Task description – Print the portion of the scalar optimization passes text starting at "Press ? to show" and ending at "Replacement of Aggregates)".

Passage to read –
Keyboard shortcuts

Press or to navigate between chapters

Press S or / to search in the book

Press ? to show this help

Press Esc to hide this help

Scalar Passes: SROA, EarlyCSE & JumpThreading

Three LLVM scalar optimization passes play outsized roles in cicc's GPU pipeline. Each is a stock LLVM implementation with NVIDIA configuration overrides (and in EarlyCSE's case, binary-level modifications). Each appears multiple times in the pipeline at different tier levels, and each can be independently disabled via NVVMPassOptions flags.

SROA (Scalar Replacement of Aggregates)

SROA eliminates alloca instructions by decomposing aggregates into individual SSA values that the register allocator can place in registers. On a GPU this is existential: every surviving alloca becomes a spill to .local memory (DRAM-backed, 200-800 cycle latency on cache miss versus zero for a register). A single un-promoted alloca in a hot loop can degrade kernel throughput by 10-50x. SROA also eliminates the .param space copies generated for byval struct parameters, preventing round-trips through local memory.

Full SROA analysis >>>

EarlyCSE (Early Common Subexpression Elimination)

Data entries –
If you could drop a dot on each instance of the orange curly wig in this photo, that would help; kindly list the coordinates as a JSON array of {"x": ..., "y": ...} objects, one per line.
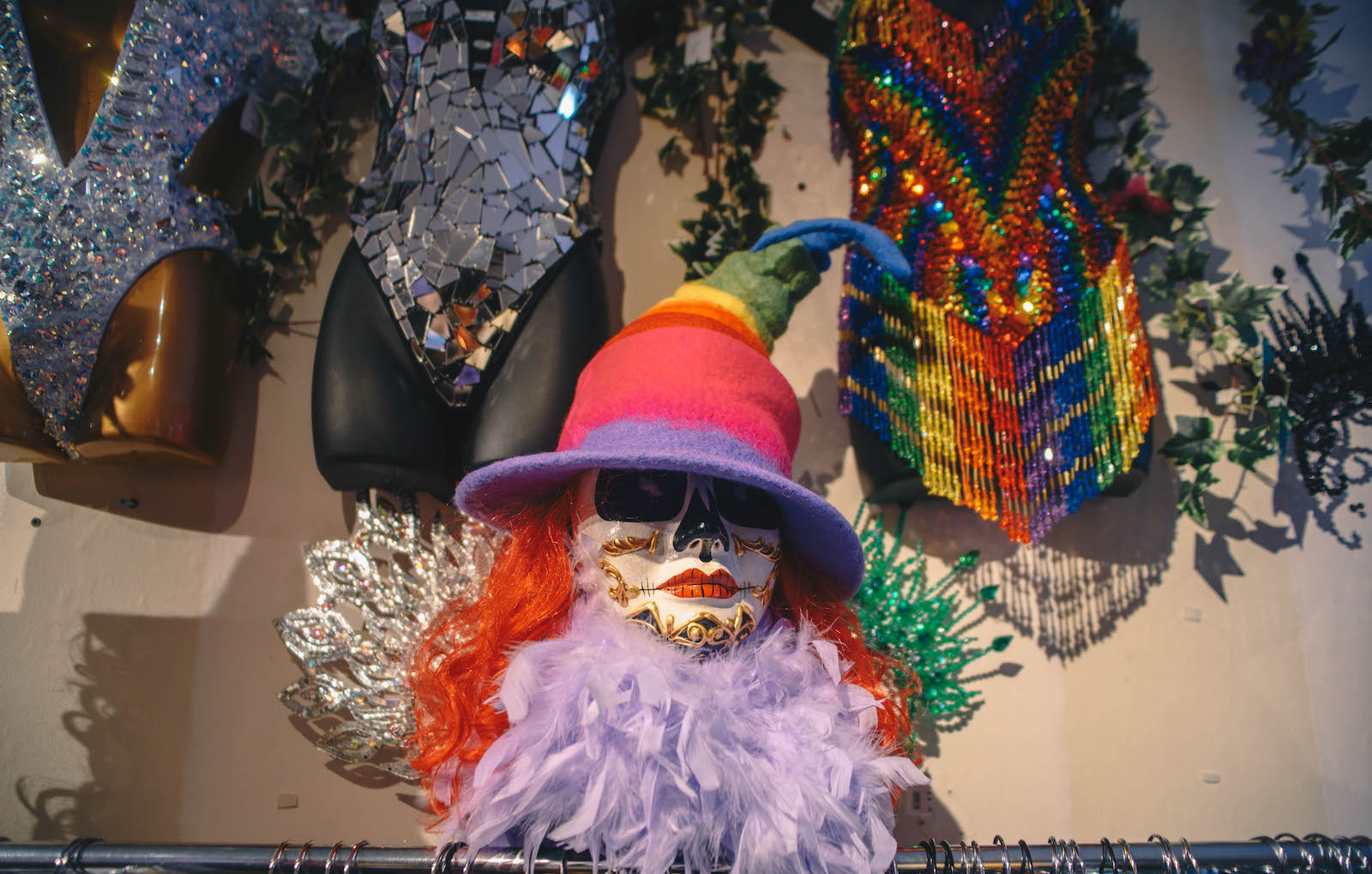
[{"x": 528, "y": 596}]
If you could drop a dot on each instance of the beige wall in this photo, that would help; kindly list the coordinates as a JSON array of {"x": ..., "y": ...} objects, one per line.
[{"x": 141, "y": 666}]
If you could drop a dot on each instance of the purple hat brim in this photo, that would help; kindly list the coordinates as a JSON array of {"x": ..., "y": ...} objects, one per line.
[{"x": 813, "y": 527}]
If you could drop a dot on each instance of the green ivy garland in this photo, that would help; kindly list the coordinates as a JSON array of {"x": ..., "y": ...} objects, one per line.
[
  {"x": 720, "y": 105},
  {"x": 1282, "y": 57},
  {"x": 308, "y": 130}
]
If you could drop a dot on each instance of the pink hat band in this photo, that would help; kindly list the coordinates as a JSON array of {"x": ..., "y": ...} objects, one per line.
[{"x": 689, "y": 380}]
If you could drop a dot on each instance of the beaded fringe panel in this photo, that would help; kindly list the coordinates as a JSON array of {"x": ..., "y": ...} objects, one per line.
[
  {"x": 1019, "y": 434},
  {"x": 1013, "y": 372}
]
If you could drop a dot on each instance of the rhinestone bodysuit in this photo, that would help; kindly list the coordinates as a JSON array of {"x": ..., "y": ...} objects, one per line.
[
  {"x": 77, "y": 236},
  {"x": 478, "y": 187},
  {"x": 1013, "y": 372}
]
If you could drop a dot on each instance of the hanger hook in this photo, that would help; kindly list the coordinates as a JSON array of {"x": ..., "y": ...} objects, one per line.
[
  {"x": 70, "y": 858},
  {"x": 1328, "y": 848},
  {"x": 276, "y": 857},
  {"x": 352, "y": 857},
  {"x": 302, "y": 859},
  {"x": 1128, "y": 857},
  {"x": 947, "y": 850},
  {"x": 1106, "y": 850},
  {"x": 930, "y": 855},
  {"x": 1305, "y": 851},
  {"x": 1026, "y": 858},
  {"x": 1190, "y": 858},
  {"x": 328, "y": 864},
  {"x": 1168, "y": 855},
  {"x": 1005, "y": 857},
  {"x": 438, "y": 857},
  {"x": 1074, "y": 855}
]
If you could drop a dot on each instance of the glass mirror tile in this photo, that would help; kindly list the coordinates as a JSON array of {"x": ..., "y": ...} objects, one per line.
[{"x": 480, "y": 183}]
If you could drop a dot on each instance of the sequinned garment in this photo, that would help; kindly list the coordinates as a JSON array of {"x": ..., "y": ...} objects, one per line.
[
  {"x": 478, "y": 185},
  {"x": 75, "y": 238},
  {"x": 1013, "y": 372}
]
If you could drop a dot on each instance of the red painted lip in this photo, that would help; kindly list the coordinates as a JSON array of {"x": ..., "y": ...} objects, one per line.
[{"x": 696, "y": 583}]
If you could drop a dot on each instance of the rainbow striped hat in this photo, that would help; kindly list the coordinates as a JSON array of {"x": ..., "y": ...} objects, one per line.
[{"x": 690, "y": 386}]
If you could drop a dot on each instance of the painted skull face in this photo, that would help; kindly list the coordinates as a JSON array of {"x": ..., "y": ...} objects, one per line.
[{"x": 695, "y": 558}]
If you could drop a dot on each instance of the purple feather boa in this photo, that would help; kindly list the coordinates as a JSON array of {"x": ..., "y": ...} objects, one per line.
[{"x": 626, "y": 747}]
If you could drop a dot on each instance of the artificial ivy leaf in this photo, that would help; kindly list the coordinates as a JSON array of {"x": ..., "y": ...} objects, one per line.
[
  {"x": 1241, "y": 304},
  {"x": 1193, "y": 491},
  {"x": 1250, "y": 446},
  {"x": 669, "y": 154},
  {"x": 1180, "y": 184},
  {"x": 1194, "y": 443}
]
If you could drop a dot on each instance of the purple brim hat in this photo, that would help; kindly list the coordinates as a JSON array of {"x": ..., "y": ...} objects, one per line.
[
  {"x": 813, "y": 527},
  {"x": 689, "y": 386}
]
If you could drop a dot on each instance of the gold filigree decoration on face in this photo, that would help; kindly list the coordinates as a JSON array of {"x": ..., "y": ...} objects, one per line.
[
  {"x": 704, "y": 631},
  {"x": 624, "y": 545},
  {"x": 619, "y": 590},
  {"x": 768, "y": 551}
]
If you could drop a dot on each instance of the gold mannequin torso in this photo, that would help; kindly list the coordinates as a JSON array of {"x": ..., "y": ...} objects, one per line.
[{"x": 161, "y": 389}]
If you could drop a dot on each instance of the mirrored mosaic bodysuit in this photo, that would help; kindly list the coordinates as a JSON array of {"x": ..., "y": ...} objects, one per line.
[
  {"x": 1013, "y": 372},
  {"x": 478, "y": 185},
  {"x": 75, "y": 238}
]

Response to the task –
Press ? to show this help

Press Esc to hide this help

Scalar Passes: SROA, EarlyCSE & JumpThreading

Three LLVM scalar optimization passes play outsized roles in cicc's GPU pipeline. Each is a stock LLVM implementation with NVIDIA configuration overrides (and in EarlyCSE's case, binary-level modifications). Each appears multiple times in the pipeline at different tier levels, and each can be independently disabled via NVVMPassOptions flags.

SROA (Scalar Replacement of Aggregates)